● Short task 1
Copy out word for word the lines of the listing that begin at the line containing "Would you be able to point at the woman's blonde" and run through the last line of the listing.

● Extract
>> start
5.9.9.6  (04-18-2013)
Chapter 12 Plans

  1. Time Frames. Generally, a debtor is required to file a plan within 90 days of the petition date. A confirmation hearing is to be held within 45 days of the plan filing. In practice, the date for filing a plan is often extended. Plans range from three to five years. However, pursuant to 11 USC § 1222(b)(9), payment to secured claims may extend beyond five years.

    Reminder:

    Payments on secured claims may go beyond the last day to refile the NFTL. To ensure the NFTL does not "self-release," the caseworker must schedule a follow-up on AIS to refile the NFTL during the "refile window."

  2. Notice to Creditors. Creditors must be given at least 21 days prior notice of the confirmation hearing. (See Federal Rule of Bankruptcy Procedure 2002(a)(8).)

  3. The Chapter 12 Plan. The bankruptcy caseworker must secure a copy of the debtor’s plan and schedules for evaluation, as soon as possible. 11 USC §§ 1222 and 1225 deal with Chapter 12 plans. The debtor's plan must provide for payment of the Service's claim as follows:

    1. Full payment of secured claims with post-confirmation interest at the compound IRC rate in the month of confirmation (See 11 USC § 511.);

    2. Full payment of priority claims in deferred cash payments, unless the holder of the claim agrees to different treatment; and

      Note:

      For cases filed on or after April 20, 2005, Chapter 12 was amended to create an exception to the full-payment requirement for priority claims. Pre-petition tax claims that arise because of the disposition of farm assets used in the debtor's farming operation are treated as a general unsecured claim in the Chapter 12 case (11 USC § 1222(a)(2)(A)). Any balance remaining on this unsecured general claim is dischargeable. Insolvency should contact Counsel when plans raise this issue. (See IRM 5.9.9.10.3(1) for guidance on post-petition tax incurred from the sale of farm assets.)
>> end
● Information shown
>> start
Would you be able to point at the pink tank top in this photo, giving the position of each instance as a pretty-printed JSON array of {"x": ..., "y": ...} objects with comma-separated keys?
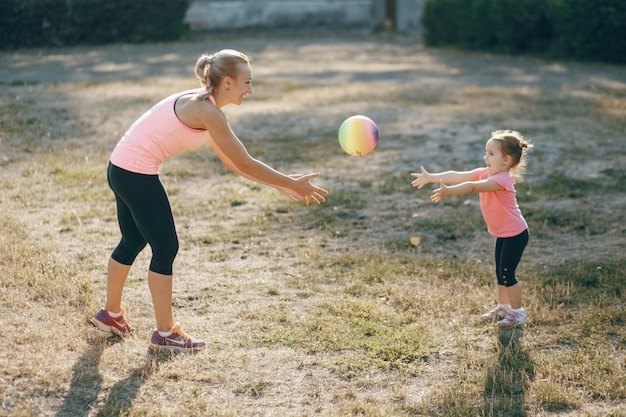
[
  {"x": 500, "y": 209},
  {"x": 155, "y": 136}
]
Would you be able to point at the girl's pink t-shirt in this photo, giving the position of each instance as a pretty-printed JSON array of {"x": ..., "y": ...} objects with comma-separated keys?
[
  {"x": 499, "y": 208},
  {"x": 155, "y": 136}
]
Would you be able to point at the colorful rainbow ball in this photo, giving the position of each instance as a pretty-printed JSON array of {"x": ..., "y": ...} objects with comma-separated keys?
[{"x": 358, "y": 135}]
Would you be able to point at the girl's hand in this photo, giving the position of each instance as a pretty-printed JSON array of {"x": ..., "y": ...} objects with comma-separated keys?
[
  {"x": 304, "y": 190},
  {"x": 421, "y": 179},
  {"x": 439, "y": 193}
]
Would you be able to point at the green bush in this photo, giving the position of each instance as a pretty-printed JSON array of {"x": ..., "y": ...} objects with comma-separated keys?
[
  {"x": 578, "y": 29},
  {"x": 33, "y": 23}
]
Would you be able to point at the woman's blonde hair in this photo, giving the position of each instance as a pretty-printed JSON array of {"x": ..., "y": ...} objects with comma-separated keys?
[
  {"x": 515, "y": 145},
  {"x": 211, "y": 69}
]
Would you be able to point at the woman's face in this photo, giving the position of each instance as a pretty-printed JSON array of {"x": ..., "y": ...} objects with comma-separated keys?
>> end
● Short task 2
From the Chapter 12 plans text, pull out the passage word for word, beginning at the words "5.9.9.6  (04-18-2013)" and stopping after "Bankruptcy Procedure 2002(a)(8).)".

● Output 1
Would you be able to point at the woman's blonde hair in this photo, giving the position of each instance as a pretty-printed JSON array of {"x": ..., "y": ...} objects with comma-separated keys?
[
  {"x": 515, "y": 145},
  {"x": 211, "y": 69}
]
Would you be able to point at the woman's face in this photo, giving the position of each instance as a pretty-printed JSON array of {"x": ..., "y": ...} objects with comma-separated keys?

● Output 2
5.9.9.6  (04-18-2013)
Chapter 12 Plans

  1. Time Frames. Generally, a debtor is required to file a plan within 90 days of the petition date. A confirmation hearing is to be held within 45 days of the plan filing. In practice, the date for filing a plan is often extended. Plans range from three to five years. However, pursuant to 11 USC § 1222(b)(9), payment to secured claims may extend beyond five years.

    Reminder:

    Payments on secured claims may go beyond the last day to refile the NFTL. To ensure the NFTL does not "self-release," the caseworker must schedule a follow-up on AIS to refile the NFTL during the "refile window."

  2. Notice to Creditors. Creditors must be given at least 21 days prior notice of the confirmation hearing. (See Federal Rule of Bankruptcy Procedure 2002(a)(8).)